Stored records:
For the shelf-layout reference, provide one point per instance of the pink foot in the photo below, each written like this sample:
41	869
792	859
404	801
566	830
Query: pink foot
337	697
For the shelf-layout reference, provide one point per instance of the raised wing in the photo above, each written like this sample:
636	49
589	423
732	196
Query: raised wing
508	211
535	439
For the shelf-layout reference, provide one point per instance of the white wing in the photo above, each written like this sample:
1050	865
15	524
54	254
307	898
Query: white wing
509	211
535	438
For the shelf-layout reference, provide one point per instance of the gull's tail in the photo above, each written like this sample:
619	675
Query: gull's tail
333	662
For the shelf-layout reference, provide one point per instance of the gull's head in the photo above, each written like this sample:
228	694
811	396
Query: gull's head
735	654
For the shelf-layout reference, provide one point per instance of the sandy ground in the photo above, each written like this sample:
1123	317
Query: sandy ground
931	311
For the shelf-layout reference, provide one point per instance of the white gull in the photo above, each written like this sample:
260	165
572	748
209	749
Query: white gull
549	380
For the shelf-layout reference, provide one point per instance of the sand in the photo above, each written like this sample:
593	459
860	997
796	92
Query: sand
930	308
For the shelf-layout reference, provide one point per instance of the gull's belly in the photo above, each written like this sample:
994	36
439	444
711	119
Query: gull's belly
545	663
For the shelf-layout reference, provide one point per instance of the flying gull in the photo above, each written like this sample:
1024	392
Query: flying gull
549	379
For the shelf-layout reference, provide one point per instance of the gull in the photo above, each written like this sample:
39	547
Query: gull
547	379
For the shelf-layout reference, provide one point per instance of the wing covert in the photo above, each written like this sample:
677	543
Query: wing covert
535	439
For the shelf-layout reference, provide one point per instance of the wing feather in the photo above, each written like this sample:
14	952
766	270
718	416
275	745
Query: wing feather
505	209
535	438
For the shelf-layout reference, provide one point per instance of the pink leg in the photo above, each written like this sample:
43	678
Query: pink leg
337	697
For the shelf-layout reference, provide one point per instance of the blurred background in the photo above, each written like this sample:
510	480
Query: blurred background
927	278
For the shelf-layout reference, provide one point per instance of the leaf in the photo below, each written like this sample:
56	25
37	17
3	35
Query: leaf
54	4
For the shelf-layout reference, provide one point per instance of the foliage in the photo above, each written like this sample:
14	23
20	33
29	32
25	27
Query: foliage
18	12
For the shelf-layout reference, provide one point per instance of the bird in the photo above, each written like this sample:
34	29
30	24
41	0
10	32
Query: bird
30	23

:: PROBLEM ::
Print the data above again, with nothing altered and nothing left out.

:: RESPONSE TO THIS TASK ::
For the shelf-layout reference, provide one point per instance of the pink foot in the photo below, each written like this sample:
41	869
792	859
404	801
566	830
Query: pink foot
337	697
For the shelf-layout reference, provide one point per instance of the raised wing in the photo above, each written like this sample:
636	49
589	423
732	196
Query: raised wing
508	211
535	439
For the shelf-layout reference, provide one point per instance of the white wing in the photo above, each written like this sample:
1050	865
15	524
54	254
307	898
Query: white wing
509	211
535	438
For the shelf-layout reference, provide one point per instance of the gull's tail in the photo above, each written like this sample:
619	675
Query: gull's tail
333	662
For the shelf-layout reference, provide one point per instance of the gull's head in the photo above, each written like this sample:
228	694
811	396
Query: gull's head
735	654
For the shelf-layout reference, provide one point per instance of the sandy ground in the photo above, each written like this sample:
1123	317
Query: sandy ground
931	311
For the shelf-layout reference, provide one point per instance of the white gull in the photo above, each written like this sample:
260	165
572	748
209	749
Query: white gull
549	380
For the shelf-layout reference, provide one point per instance of the sand in the photo above, each written like this sample:
593	459
860	997
796	92
Query: sand
930	308
For the shelf-layout reference, provide one point per instance of the gull's belly in the photo above, each written like this sample:
994	36
439	444
711	119
Query: gull's belly
545	663
For the shelf-layout reference, provide one point per instance of the flying gull in the photo above, each written like this sample:
1024	392
Query: flying gull
549	379
For the shelf-layout reference, provide one point per instance of the gull in the photo above, each written like this sample:
39	547
Query: gull
547	379
For the shelf-layout reference, provide one point per instance of the wing covert in the photo above, each written like this sample:
677	543
Query: wing covert
535	439
For the shelf-layout reference, provide one point per instance of the wing feather in the photo above, each written like this sample:
14	952
766	270
718	416
275	745
Query: wing feather
505	209
535	438
For the shelf-layout reference, provide one point per instance of the pink leg in the photo above, each written like this sample:
43	678
Query: pink leg
337	697
For the shelf-layout reference, provide one point per instance of the blurred background in the photo above, each written like this sample:
510	480
Query: blurred background
927	278
For the shelf-layout reference, provide one point per instance of the leaf in the photo below, each written like this sample:
56	25
37	17
3	35
Query: leaf
54	4
For the shelf-layout reference, provide one point per instance of the foliage in the photo above, each written like this sample:
14	23
20	33
29	32
25	27
Query: foliage
18	12
For the shelf-layout reference, provide one point per instance of the bird in the photo above, each written like this sample:
34	29
30	24
41	0
10	32
Query: bird
30	23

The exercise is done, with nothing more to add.